Excerpts from a detection dataset:
--- BEGIN ---
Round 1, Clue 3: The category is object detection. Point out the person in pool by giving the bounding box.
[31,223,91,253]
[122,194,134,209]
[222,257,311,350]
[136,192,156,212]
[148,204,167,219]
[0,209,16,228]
--- END ---
SHORT TASK:
Render every line of the entries above as a Markdown table with two columns, No. and Line. Number each row and omit blank lines.

SOLUTION TO THE EXERCISE:
| No. | Line |
|---|---|
| 1 | Round 1, Clue 3: The category is object detection. Point out the person in pool by giving the bounding box. |
| 2 | [31,223,91,253] |
| 3 | [122,194,134,209] |
| 4 | [222,257,311,350] |
| 5 | [136,192,156,212] |
| 6 | [148,204,167,219] |
| 7 | [0,209,16,228] |